### Task
Your task is to repeat the lines below exactly, excluding any pictures they contain.

### Dataset entries
>> Start

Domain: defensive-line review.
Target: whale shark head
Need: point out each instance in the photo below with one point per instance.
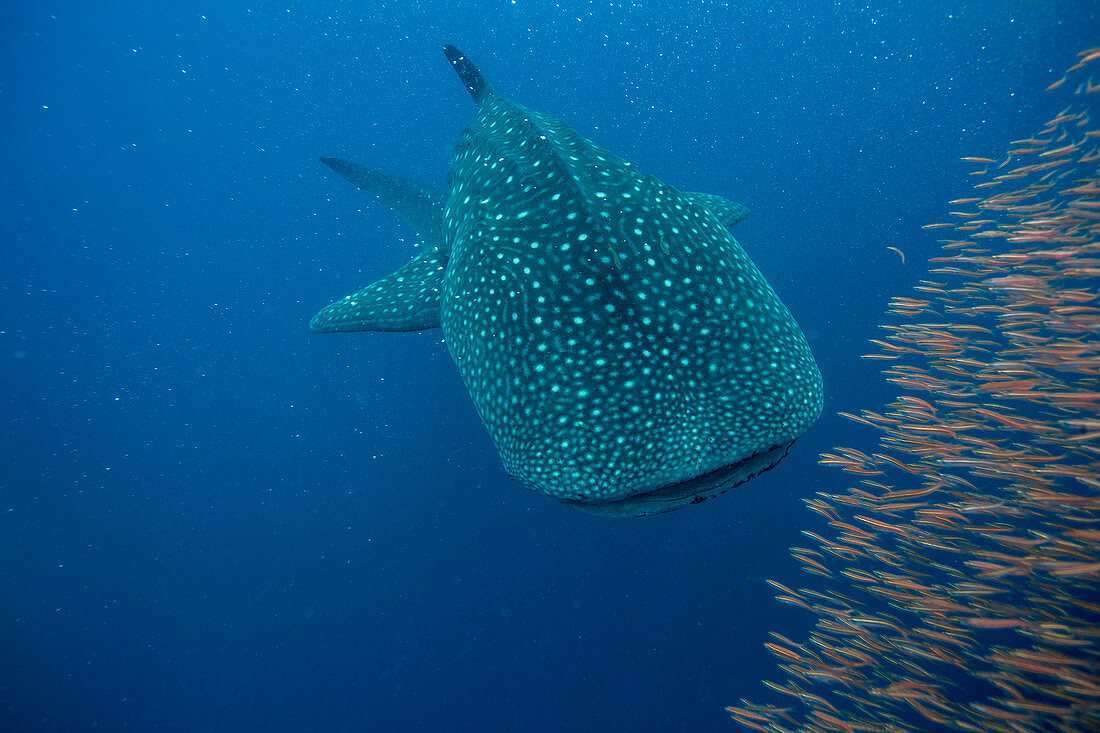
(623, 350)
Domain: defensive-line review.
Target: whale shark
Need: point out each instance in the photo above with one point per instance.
(624, 352)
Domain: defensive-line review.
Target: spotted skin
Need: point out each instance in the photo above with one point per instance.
(620, 347)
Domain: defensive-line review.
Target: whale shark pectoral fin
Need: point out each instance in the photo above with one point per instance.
(728, 212)
(406, 301)
(420, 205)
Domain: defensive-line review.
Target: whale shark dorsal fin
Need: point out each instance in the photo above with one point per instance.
(420, 205)
(728, 212)
(469, 73)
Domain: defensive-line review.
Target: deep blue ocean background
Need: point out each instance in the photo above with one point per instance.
(212, 521)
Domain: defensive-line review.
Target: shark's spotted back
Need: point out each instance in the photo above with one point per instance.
(620, 347)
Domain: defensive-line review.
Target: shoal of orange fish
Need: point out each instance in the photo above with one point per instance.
(977, 521)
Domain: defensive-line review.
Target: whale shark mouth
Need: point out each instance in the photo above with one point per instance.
(692, 491)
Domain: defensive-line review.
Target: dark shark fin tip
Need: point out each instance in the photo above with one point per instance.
(471, 76)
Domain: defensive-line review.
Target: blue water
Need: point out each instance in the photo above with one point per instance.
(212, 521)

>> End

### Task solution
Domain: defensive-line review.
Target: whale shark head
Need: point out each instance in the photo below with one point per instance.
(623, 350)
Domain: defensive-line review.
Target: whale shark
Need: point out each instance in the photo above with one point per instance.
(624, 352)
Domain: defensive-line review.
Target: spotted skin
Need: point out each instance in the photo above with one point per instance.
(620, 347)
Domain: defensive-line review.
Target: whale shark pectoral fin
Need: point out each instance in the photo above with one point per instance.
(728, 212)
(406, 301)
(420, 205)
Domain: defensive-line review.
Target: whale shark dorsal fin
Need: point out each instance in the photo above with one point per instance.
(420, 205)
(728, 212)
(469, 73)
Domain: defensive-line review.
Target: deep blue ocean background
Need: point out each instance in the photo above with one point per instance.
(212, 521)
Domain: defensive-line review.
Target: shark's spotted back
Need: point out each instance in the photo above with one point per instance.
(620, 347)
Domain: defensive-line review.
Target: shoal of orange fish
Need: point out each instance in the photo above with one point per instance.
(977, 521)
Domain: defensive-line review.
Target: whale shark mouth
Need: point out each instance in the photo above with one point per instance.
(692, 491)
Domain: defensive-line review.
Target: dark shark fin tip
Need: point out each instance in the photo above with one point per instance.
(471, 76)
Domain: defensive-line review.
Target: blue water
Need: point out each instance in the photo above with one point per instance.
(212, 521)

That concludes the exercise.